■ **Provided material**
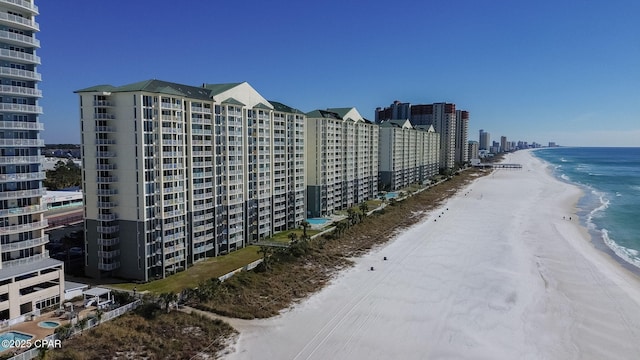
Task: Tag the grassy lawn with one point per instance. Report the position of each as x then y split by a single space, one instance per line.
283 237
204 270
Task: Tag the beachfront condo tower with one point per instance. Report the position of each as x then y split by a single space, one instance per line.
342 160
407 154
29 279
485 140
442 116
174 174
462 137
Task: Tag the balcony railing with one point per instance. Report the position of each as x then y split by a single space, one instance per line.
23 176
108 266
33 209
21 125
22 142
108 242
20 39
21 74
19 245
18 55
14 229
20 90
109 254
26 260
21 194
32 25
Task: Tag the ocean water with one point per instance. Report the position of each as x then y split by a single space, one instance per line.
610 178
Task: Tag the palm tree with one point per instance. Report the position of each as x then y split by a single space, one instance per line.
351 215
304 224
364 207
266 252
167 298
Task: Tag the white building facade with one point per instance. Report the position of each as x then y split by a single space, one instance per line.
407 154
175 174
29 279
342 160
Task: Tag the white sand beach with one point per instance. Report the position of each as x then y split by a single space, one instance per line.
499 275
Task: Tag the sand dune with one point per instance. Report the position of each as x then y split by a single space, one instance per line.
499 275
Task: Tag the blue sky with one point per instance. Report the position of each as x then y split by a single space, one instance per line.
565 71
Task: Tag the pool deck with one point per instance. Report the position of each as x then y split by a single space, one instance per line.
32 328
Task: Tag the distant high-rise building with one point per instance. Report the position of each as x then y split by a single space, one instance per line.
473 149
408 154
396 111
342 160
485 140
504 144
29 279
174 174
462 137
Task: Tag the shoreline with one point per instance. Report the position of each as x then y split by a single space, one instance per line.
500 274
593 234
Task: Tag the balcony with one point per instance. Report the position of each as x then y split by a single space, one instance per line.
107 217
20 245
105 129
108 242
103 116
108 266
19 22
22 177
19 39
105 154
103 103
20 91
109 254
15 229
33 209
19 56
26 260
21 142
21 125
20 194
105 142
106 204
20 74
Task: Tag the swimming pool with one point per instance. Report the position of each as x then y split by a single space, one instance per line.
390 195
49 324
318 221
12 335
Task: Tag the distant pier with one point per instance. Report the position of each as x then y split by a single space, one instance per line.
499 166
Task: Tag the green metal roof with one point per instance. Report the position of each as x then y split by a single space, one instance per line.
323 114
261 106
232 101
156 86
219 88
278 106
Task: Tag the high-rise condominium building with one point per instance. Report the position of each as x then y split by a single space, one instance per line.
443 118
342 160
485 140
407 154
29 279
462 137
174 174
473 149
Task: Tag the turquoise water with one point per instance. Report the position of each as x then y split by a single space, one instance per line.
12 335
391 195
318 221
610 208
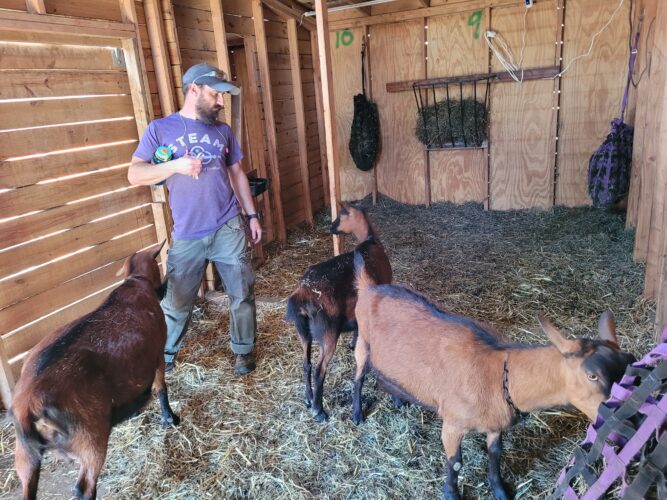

■ **What is being asked**
Update the lines above by replacing "split by a single space" with "separated by a single space" throughout, changing nothing else. Omit the pictures from the result.

■ **Complete answer**
Task: Tag the grassy lawn with one point per instance. Report the position of each as x then y separated by a single space, one instance per line.
283 237
204 270
Task: Tag the beachfront condo tower with one point per instance. Report the position of each as x then y separated by a single space, one instance per line.
342 160
407 154
29 279
485 140
442 116
174 174
462 137
Task: Tag the balcony railing with one point per instance. Report the position of each as x then y separated by a single space, one instance per line.
23 176
108 266
33 209
21 125
22 142
108 242
20 39
21 74
19 245
18 55
14 229
20 90
109 254
26 260
21 194
32 25
Task: Tag the ocean water with one point per instance. Report the position of each as x then y separated by a single space, one instance per line.
610 178
Task: Tag the palm tree with one point per instance. Report the position of each as x then y separated by a single space, one instance per line.
351 215
304 224
364 207
266 252
167 298
Task: Tag the white building facade with one point per instance. Report the position of each as x then y separated by a single space, one instance per line.
407 154
175 174
29 279
342 160
Task: Tag the white sand beach with one point per instance. Report the position of each as x then y separated by a single space, one instance per line.
499 275
Task: Tag the sand dune with one point per instance. Report the position of each as x then y separated by a single space, one instance per line.
499 275
Task: Tag the blue sky with one point per instance. Report the position of each as x then y separated by a single space, one instance per line.
565 71
Task: Tag the pool deck with one point per instance. Report the position of each as x then y separated by a single space, one instance per line.
32 328
Task: Tag the distant high-rise building with one point per instance. Report the position of each as x then y separated by a single space, one instance per line.
473 149
408 154
396 111
342 160
485 140
504 144
29 279
174 174
462 137
Task: Tag the shoreline with one point per instance. Report the position of each as x then y separated by a single space, one instance per line.
500 274
593 234
Task: Tag the balcony with one point per instance. Report the position of each as x then y separated by a single space, one instance per line.
107 217
20 245
105 129
108 242
103 116
108 266
19 22
22 177
19 39
105 154
103 103
20 91
109 254
15 229
33 209
19 56
26 260
21 142
21 125
20 194
105 142
106 204
20 74
Task: Tag the swimming pool with one point per instance. Report the position of each as x then y separated by a single space, one instance per line.
390 195
49 324
318 221
12 335
Task: Tag the distant pier with one point per instance. Report the position of each as x then y separated by a single space, one instance per line.
499 166
Task: Tag the green metal roof with one point per instance. Report the position of each as x then y separated by a single space, one instance per line.
323 114
261 106
232 101
156 86
219 88
278 106
Task: Tag the high-rise condominium building with one point per instance. Report the position of each as x then y separated by a single space, one instance per line.
443 118
342 160
485 140
407 154
29 279
462 137
174 174
473 149
Task: Tag the turquoise water with one point per instance. Report the position of each as x then y separated by a single space, one instance per line.
12 335
391 195
318 221
610 208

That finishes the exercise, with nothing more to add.